=== SUPPLIED PASSAGE ===
———

One of the more frustrating and potentially complex patients that EMS providers and first responders encounter is the “found- down” patient lying on a sidewalk or street. The call frequently comes from a “Cellular Samaritan,” who says, “No, I don’t know whether he’s breathing or has a pulse. I saw him as I was driving/walking by and thought he looked real bad and that somebody should check him out.”
These patients often turn out to be homeless or indigent. Oftentimes, their only form of ID is an old hospital or jail ID band, which can contain a fair amount of useful information, including the basics like the patient’s name, date of birth, the hospital where they received treatment and, frequently, even the treating physician’s name.
If the patient and caregiver are lucky, the ID band will be fresh enough so the information is still legible. All too often, though, the band is so old and faded that it is illegible.
According to San Francisco Fire Department Rescue Paramedic Larry Bradshaw, “Our downtown crews were frequently encountering one, two or more of these patients per shift, and often the only thing remotely resembling identification on their person was a hospital-type ID band on their wrists. If it was legible, great. If not, the best we could do was perform a thorough patient assessment, treat whatever we found, package them and transport them to the closest hospital.”

———

According to the text on found-down patients, what information can an old hospital or jail ID band contain? List each item. Rely only on the text about found-down patients, with no outside knowledge.

=== DATASET RECORDS ===
———

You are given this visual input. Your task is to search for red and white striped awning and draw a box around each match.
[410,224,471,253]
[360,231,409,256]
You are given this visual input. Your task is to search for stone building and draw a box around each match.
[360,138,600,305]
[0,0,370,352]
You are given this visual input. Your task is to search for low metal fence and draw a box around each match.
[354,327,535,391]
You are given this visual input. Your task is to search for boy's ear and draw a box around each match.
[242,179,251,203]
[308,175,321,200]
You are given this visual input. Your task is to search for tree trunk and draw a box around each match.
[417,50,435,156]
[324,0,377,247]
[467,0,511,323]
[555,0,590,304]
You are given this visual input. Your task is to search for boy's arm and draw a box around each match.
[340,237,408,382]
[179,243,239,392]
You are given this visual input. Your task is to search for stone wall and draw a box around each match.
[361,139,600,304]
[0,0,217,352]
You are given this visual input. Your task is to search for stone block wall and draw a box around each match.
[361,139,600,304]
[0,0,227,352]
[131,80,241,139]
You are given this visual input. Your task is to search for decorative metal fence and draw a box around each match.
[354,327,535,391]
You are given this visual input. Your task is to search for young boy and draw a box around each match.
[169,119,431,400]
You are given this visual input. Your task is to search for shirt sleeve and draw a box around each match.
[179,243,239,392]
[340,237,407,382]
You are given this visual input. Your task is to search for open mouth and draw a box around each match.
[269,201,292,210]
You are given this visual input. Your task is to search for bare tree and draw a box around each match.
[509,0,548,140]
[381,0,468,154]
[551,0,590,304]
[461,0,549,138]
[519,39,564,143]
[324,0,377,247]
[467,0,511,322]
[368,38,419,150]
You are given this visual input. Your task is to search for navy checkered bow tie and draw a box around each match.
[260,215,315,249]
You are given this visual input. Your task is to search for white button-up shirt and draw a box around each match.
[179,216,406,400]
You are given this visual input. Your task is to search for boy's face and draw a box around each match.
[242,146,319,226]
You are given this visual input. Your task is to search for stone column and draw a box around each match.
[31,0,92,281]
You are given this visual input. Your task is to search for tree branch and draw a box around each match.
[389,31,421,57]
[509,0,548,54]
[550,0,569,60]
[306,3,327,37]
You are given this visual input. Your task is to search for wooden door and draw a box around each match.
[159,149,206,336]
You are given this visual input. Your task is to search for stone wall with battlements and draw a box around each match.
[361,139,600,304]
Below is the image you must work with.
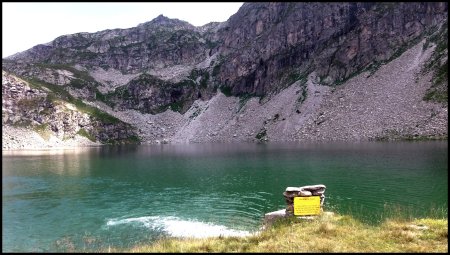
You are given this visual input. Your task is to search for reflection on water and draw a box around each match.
[2,142,448,251]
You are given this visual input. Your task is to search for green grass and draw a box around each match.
[23,78,120,124]
[108,213,448,252]
[77,128,96,142]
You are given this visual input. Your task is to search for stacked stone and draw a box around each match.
[283,184,326,215]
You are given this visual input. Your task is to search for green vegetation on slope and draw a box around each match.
[109,213,448,252]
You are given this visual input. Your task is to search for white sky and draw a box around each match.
[2,2,242,58]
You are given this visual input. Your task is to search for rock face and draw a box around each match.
[217,3,447,96]
[2,2,448,147]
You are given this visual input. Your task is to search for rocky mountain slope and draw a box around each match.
[2,3,448,148]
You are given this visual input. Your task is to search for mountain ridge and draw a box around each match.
[2,3,448,149]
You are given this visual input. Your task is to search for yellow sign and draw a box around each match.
[294,196,320,216]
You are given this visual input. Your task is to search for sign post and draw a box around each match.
[294,196,320,216]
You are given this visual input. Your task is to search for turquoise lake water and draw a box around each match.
[2,141,448,252]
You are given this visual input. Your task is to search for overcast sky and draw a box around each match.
[2,2,242,58]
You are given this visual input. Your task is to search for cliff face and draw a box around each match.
[214,3,447,96]
[2,2,448,147]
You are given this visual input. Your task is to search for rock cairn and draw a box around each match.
[283,184,326,215]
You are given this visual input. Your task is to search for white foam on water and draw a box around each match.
[106,216,251,238]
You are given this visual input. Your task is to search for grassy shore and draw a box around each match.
[110,212,448,252]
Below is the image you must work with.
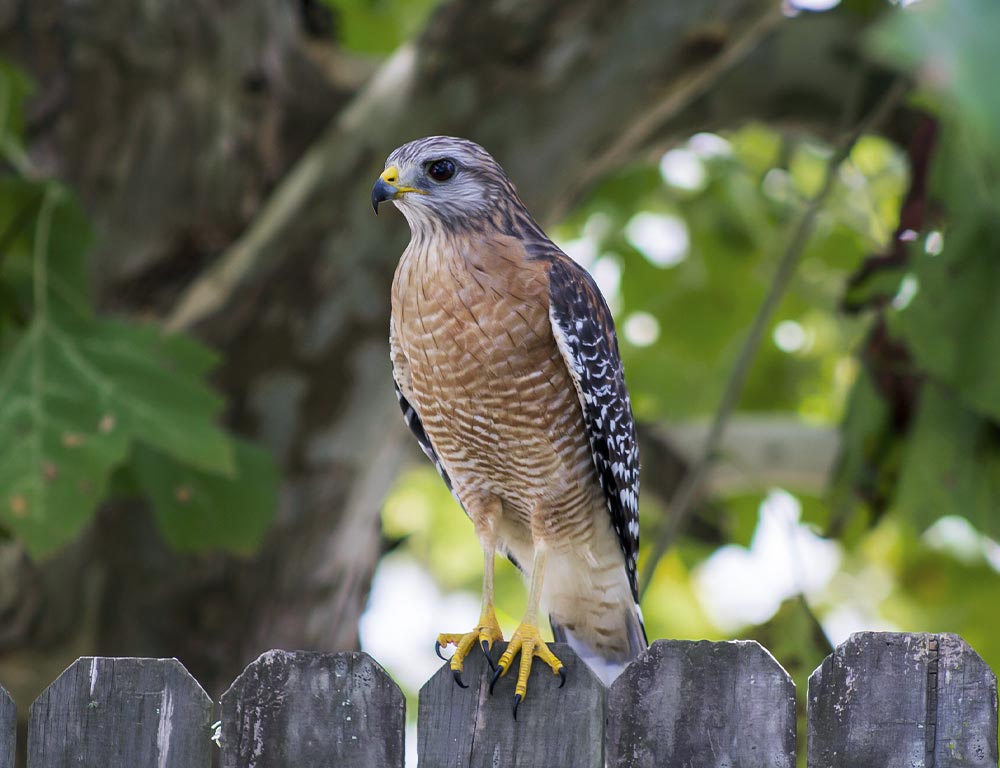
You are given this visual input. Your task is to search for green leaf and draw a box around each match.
[0,184,235,556]
[323,0,438,53]
[73,320,235,475]
[830,371,897,528]
[896,222,1000,421]
[896,384,1000,538]
[0,324,128,556]
[133,439,278,554]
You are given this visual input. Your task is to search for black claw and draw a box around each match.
[490,664,503,696]
[483,640,497,672]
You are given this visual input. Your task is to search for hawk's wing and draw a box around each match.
[549,253,639,602]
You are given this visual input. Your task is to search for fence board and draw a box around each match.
[608,640,795,768]
[417,643,606,768]
[28,657,213,768]
[222,651,406,768]
[0,685,17,768]
[808,632,997,768]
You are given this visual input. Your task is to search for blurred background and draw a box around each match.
[0,0,1000,756]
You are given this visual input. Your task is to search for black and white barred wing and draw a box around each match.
[549,254,639,601]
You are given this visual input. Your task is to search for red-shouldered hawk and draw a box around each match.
[372,136,647,717]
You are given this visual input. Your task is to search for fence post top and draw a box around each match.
[809,630,996,683]
[611,639,794,688]
[222,648,402,699]
[32,656,212,709]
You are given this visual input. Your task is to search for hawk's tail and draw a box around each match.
[549,603,649,685]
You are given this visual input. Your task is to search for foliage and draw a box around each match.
[0,65,276,556]
[322,0,438,54]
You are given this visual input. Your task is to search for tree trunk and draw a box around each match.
[0,0,892,705]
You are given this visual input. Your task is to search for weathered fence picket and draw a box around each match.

———

=== EXERCISE RESULT ===
- The patient's name
- The patient's date of birth
- The hospital where the patient received treatment
- The treating physician's name